Please quote the blog post about Thomas Johnson below word for word, starting with "To be sure, Johnson" and going on through "Secretary of State.".

§ **QUOTED PASSAGE**:
>> BEGIN

Friday, March 20, 2015

Thomas Johnson, the commissioner who pushed for hiring slaves

"Knowing that Johnson had hired slaves to work for the Potomac Company, Washington and Jefferson must have suspected he would persuade his fellow commissioners to hire them too and that it was pointless to comment."

Quote from Slave Labor in the Capital, pages 48-49

In 1792 and 1793, President Washington and Secretary of State Jefferson periodically urged the commissioners to hire workers from Europe or New England. Yet they never wrote about the workers the commissioners did hire. There are no mentions of the hired slaves working on the Capitol and White House in their letters to the commissioners or between themselves. I don't think we can simply say that it goes without saying that they knew slaves would be used. The commissioners resolved to hire slaves over a year after development of the city began. They fired white workers before hiring slaves.

I am certain that Washington or Jefferson did not instruct them to do that. Both men, who had been frequently away from their plantations, thought slavery was a problem, both for the nation and personally for themselves as they managed their personal affairs. But the commissioners they appointed thought of slavery as a solution to the problems they faced. Certainly Washington and Jefferson knew that Commissioner Thomas Johnson felt that way. They also knew that with his forceful personality he would dominate the other two commissioners.

In this blog I am trying to share documents that help describe work in Washington in the 1790s highlighting the work of slaves when I can. Thanks to Commissioner Johnson being the only man in the office one day in 1794, three orders of the commissioners were written out by him in his difficult to read scrawl and authorized with his initials.

By using "Negro" rather than "slave" whenever they wrote about the slaves they hired, the commissioners put a better light on their policy. It was better form not use the word slave in the land of the free. As the third order in the scan below shows, Commissioners Johnson was matter-of-fact. He dashed off an ad for Baltimore and Easton, Maryland, newspapers soliciting "slaves." (I've never had time to search for copies this ad in newspapers so I don't know if "slaves" made it into print.)

With publication of Slave Labor in the Capital, I took my five part essay on the use of slaves on the public buildings off the web. Below the two scans of Johnson's orders, I've copied my considered opinion of Johnson as a commissioner that is in that web essay.



To be sure, Johnson thought the policy of hiring slaves was bowing to necessity. Due to slow sales of city lots and the inability to get a loan on city lots, the commissioners did not have money to spare and needed to get laborers as cheaply as possible. But for Johnson personally there may have been more involved. As we reconstruct the lives of the men in the Founders' generation we tend to see them as men of native talent confronting the novel challenges of creating a new nation. The c.v. of Thomas Johnson seems to show just this, as he combined high political office, and brief military service, during years of revolution. Then in a period of nation building he was a lawyer, administrator, entrepreneur, and while serving as commissioner, at the time a non paying job, Washington appointed him a justice of the Supreme Court, and wanted to make him Secretary of State.

>> END

(Items from a dataset)
>> BEGIN

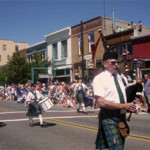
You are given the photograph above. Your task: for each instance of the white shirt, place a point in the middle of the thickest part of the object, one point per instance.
(104, 86)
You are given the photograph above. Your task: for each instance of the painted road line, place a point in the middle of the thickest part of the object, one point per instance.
(138, 137)
(63, 117)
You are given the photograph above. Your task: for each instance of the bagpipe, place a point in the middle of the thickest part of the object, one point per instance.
(133, 88)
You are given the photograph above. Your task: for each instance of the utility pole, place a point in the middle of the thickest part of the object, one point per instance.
(82, 51)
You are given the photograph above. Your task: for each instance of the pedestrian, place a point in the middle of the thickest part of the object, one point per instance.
(80, 95)
(33, 108)
(147, 91)
(111, 98)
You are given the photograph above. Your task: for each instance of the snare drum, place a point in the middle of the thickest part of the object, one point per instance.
(46, 104)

>> END

§ **ANSWER TO THE PROBLEM**:
To be sure, Johnson thought the policy of hiring slaves was bowing to necessity. Due to slow sales of city lots and the inability to get a loan on city lots, the commissioners did not have money to spare and needed to get laborers as cheaply as possible. But for Johnson personally there may have been more involved. As we reconstruct the lives of the men in the Founders' generation we tend to see them as men of native talent confronting the novel challenges of creating a new nation. The c.v. of Thomas Johnson seems to show just this, as he combined high political office, and brief military service, during years of revolution. Then in a period of nation building he was a lawyer, administrator, entrepreneur, and while serving as commissioner, at the time a non paying job, Washington appointed him a justice of the Supreme Court, and wanted to make him Secretary of State.